# start of Data for this task

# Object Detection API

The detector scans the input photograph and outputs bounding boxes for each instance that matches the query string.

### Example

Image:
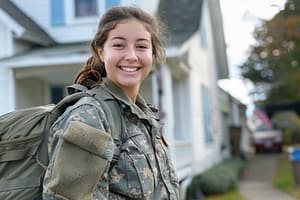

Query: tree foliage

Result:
[240,0,300,103]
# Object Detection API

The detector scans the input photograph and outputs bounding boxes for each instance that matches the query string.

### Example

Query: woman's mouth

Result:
[119,67,140,72]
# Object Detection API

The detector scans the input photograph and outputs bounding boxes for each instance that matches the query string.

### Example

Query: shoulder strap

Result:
[67,84,126,162]
[36,91,93,168]
[95,93,125,163]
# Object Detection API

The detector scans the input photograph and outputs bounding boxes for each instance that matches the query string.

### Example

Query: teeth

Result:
[121,67,138,72]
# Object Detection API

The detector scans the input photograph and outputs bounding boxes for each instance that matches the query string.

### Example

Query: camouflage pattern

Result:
[43,79,179,200]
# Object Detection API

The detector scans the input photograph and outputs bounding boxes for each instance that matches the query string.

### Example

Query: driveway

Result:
[239,154,294,200]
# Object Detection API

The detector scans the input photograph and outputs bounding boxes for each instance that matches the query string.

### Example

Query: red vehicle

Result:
[252,127,283,153]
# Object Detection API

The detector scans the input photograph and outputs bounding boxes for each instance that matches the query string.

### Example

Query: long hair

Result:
[74,6,165,88]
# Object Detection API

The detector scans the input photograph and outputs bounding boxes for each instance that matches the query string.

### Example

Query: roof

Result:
[0,0,55,46]
[157,0,203,46]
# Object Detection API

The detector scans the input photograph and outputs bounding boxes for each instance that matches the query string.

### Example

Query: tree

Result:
[240,0,300,104]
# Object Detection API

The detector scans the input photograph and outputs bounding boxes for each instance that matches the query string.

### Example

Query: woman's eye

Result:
[137,45,148,49]
[113,44,124,48]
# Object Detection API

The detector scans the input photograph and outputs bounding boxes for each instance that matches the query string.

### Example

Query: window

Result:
[50,86,65,104]
[74,0,98,17]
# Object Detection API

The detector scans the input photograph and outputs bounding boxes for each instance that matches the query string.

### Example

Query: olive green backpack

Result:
[0,86,121,200]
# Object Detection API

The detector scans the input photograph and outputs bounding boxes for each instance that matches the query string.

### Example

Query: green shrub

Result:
[186,157,244,199]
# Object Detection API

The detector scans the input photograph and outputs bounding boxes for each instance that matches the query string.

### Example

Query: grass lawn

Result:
[273,154,300,200]
[205,188,246,200]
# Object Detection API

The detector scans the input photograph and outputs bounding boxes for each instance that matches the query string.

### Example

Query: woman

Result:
[43,7,179,200]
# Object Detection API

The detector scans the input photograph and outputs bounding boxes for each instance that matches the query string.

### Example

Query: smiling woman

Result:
[43,7,179,200]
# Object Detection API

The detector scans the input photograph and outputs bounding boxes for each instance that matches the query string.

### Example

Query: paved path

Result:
[239,154,294,200]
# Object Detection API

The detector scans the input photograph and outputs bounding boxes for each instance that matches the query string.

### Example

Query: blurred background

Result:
[0,0,300,200]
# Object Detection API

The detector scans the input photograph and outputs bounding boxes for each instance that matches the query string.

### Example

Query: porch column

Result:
[160,65,175,160]
[0,67,16,115]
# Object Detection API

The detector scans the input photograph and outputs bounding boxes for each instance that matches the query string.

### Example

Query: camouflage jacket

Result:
[43,79,179,200]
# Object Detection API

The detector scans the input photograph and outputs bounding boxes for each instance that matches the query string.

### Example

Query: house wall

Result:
[0,67,16,115]
[12,0,159,43]
[185,1,228,178]
[16,78,50,109]
[0,19,13,58]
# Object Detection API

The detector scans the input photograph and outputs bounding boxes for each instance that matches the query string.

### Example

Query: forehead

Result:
[108,19,151,39]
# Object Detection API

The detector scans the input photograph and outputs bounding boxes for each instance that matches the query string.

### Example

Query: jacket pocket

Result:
[109,139,155,199]
[48,121,114,200]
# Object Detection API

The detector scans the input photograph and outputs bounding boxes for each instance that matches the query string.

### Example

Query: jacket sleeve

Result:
[43,102,114,200]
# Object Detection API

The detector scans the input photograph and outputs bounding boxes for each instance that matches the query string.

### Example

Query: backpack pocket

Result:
[48,121,114,200]
[0,134,44,200]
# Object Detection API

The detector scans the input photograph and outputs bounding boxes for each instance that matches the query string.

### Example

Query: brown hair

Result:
[74,6,165,88]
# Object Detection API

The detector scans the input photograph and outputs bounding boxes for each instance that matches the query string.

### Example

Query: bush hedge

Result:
[186,157,244,200]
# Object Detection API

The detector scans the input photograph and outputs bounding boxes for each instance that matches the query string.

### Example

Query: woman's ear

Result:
[97,48,104,62]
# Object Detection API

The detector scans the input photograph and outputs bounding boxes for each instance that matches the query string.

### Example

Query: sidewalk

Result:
[238,154,295,200]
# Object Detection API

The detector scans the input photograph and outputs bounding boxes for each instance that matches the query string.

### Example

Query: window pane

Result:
[50,86,65,104]
[75,0,97,17]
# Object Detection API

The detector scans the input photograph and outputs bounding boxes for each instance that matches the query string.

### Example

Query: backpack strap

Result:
[67,84,126,163]
[91,92,126,164]
[36,90,94,168]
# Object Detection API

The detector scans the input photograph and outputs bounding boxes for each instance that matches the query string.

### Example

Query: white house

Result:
[0,0,234,197]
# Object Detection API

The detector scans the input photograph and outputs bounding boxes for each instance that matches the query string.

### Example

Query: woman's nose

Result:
[125,47,138,61]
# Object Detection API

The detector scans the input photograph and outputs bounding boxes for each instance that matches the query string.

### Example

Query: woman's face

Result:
[98,19,153,91]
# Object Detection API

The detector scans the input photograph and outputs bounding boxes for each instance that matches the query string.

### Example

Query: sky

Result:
[219,0,286,107]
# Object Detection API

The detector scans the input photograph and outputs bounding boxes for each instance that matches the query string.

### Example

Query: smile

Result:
[119,67,140,72]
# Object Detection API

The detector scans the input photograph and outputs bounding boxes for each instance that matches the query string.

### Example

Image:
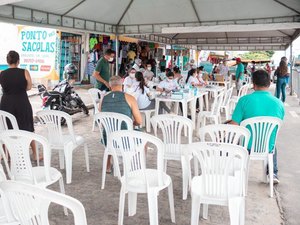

# end of Data for this task

Written exercise »
Rewrite all of the lines above with each "input photograph" changed to "source image" and everything else kept as it is. Omit the pictures.

Result for this exercise »
# Object Detection API

The detector scans the source image and outputs bounding boxes for each instance that matches the query string.

### Example

Image:

Query: tree foliage

Result:
[240,0,300,103]
# Object Detection API

The detector scans the source image and outputs bounding boxes for each instance that matches the query string.

### Example

Query: woman's mouth

Result:
[119,67,140,72]
# Object Detection API

The detector scans the source image and outputs bounding boxes for each instance that matches the query string.

### Example

Query: shoulder strap

Result:
[67,84,126,162]
[36,91,93,168]
[95,93,125,163]
# Object Detection API

The detector scans the source image and outputs bounding boxes for each instance that matches the query string.

### Example

Query: teeth

Result:
[121,67,138,72]
# Object Detection API

The detector scans the source image and outputs bounding boxes for each instance that matches the query string.

### Example

Query: camouflage pattern

Result:
[43,79,179,200]
# Object Detection API

The detector scans the source image and outputs bounding boxes for each instance that matches the query string.

### Example

Query: driveway

Result:
[239,154,294,200]
# Object Detection API

The detector scans the source image and outputs bounding boxes for each instance that matches the query string.

### Example

Query: red vehicle

Result:
[252,127,283,153]
# Object Detection API

The detector scans the source image and outputs bounding boxes for each instance that matches the query string.

### Example

Query: long hair

Result:
[74,6,165,88]
# Object Detection API

The detector scans the source image and outputs bounding boxes for each instance that matches the query string.

### Example

Query: roof

Result:
[0,0,55,46]
[157,0,203,46]
# Object Detection API

The detector scans the source image and outputs bounding boxes for each instance that matches the query string.

### Example

Query: tree

Result:
[240,0,300,104]
# Object Detection API

The detector scans the source image and outputs bounding boxes for each instance that matches the query string.

### Example

Query: woman's eye

Result:
[137,45,148,49]
[113,44,124,48]
# Object Detection API

The detector scans the source image and outputs bounding boxes for each instance that matches the query string.

### Example

Query: window

Result:
[50,86,65,104]
[74,0,98,17]
# Object Detection API

The detector scans the source image and outputs bounding boxes for each instance that matches the query string.

### Example

Query: olive green backpack

Result:
[0,86,121,200]
# Object Detection API

The detector scans the source image and outputs bounding boxes for each instance that matches the query string.

### Example

Query: green shrub

Result:
[186,157,244,199]
# Object Detection API

The detector scans the source image and outputs bounding boxes for each instance that matches the query string.

### Example

Query: grass lawn

Result:
[273,154,300,200]
[205,188,246,200]
# Object Detection API

The detector scans the source image and outputs bounding boxes for each instance that matches the query string.

### Example

Query: woman

Result:
[43,7,179,200]
# Object Detection API

The detector scans the source image and outputs bounding boxes for each instance that matches the query string.

### Example

Query: smiling woman

Result:
[43,7,179,200]
# Object Detection API

The detector scans the source image and outputs bounding boxes for each instance that matches the query string.

### Example

Query: paved path

Result:
[239,154,294,200]
# Object Detection API

The detector scans the source image and outputs bounding boxes for each instance that matches the query string.

### Example

Query: blurred background

Result:
[0,0,300,200]
# Object Detection API

The detector scans the source image and outputs bounding boxes for each instance that matches the query string.

### Example

Query: porch column

Result:
[160,65,175,160]
[0,67,16,115]
# Object Detection API

The detector scans the source image and outputs bounding boxes for each instance that matches the query string.

### Example

Query: camouflage jacket

Result:
[43,79,179,200]
# Object Detection API

The detector scans the source image and outputs bounding boxes for each instance that matches the query string.

### Example

Query: house wall

Result:
[0,67,16,115]
[12,0,159,43]
[185,1,228,178]
[16,78,50,109]
[0,19,13,58]
# Object Detection API

The detector scans the source image and outputs bounding boxes for each instance that matches the query string.

### Example

Query: forehead

Result:
[108,19,151,39]
# Object Detection API

The detector scans the source image and outputs bounding boxes for each instance that matches the query string.

### Example

Query: jacket pocket

Result:
[109,139,155,199]
[48,121,114,200]
# Object Detection API

The detector scans the source image and outputs bounding boxes for each instance that matches the query string.

### Example

Query: jacket sleeve

Result:
[43,102,114,200]
# Object Detection API

The detector scans the source image and outputs bounding boxes for each instance that matches the query string.

### Example

Query: backpack pocket

Result:
[48,121,114,200]
[0,134,44,200]
# Object Detection API

The detector scans the source image and outputs bounding boxes for each instance that matches the query string.

### Example

Query: brown hair

Result:
[74,6,165,88]
# Object Detection API

The detector scans the source image and outputs bounding boxes for each instance that matches the query string.

### Example

Query: bush hedge

Result:
[186,157,244,200]
# Object Detection API

The detector scans the source image and outputs bounding boxes for each instance that matches the query string.

### Example

Query: woman's ear

Result:
[97,48,104,62]
# Object Detection API

The detector scans the source image and outputs bounding boxes for each instance that matches the query string.

### Example

Query: sidewalk

Result:
[238,154,295,200]
# Object Detection API

The detector scans the source image and outputs bounding boxes for each instance that matches the query string.

### Example

Query: window pane

Result:
[50,86,65,104]
[75,0,97,17]
# Object Detection API

The detector scans the source image and outputs bounding boxes for each instance that matches the query string.

### Example

Query: backpack strap

Result:
[67,84,126,163]
[91,92,126,164]
[36,90,94,168]
# Object Detection API

The detector scans the source image and outputs bounding boxes for each instance that matches the query string.

### Example

Query: white house

Result:
[0,0,234,197]
# Object Detection API

The detector scans the source image and outputs bounding boxes for each instance that matches the query string.

### Example

Query: woman's nose

Result:
[125,47,138,61]
# Object Detection API

The detector scans the source image and outputs bounding boxes for each instance that matches the query string.

### Example

Query: woman's face

Result:
[98,19,153,91]
# Object Detection API

The detector scans the source image and outputs bounding boxes for each instance that matches the query string.

### Example

Query: sky

Result:
[219,0,286,107]
# Object Detection API

The detector scans the source image and outputs bounding boxes for each instance that matches the query string.

### Example

Query: smile

Result:
[119,67,140,72]
# Object Detection API

The detector scans the source image and outputs bounding boxes for each instance that matches the query string.

### Example

Image:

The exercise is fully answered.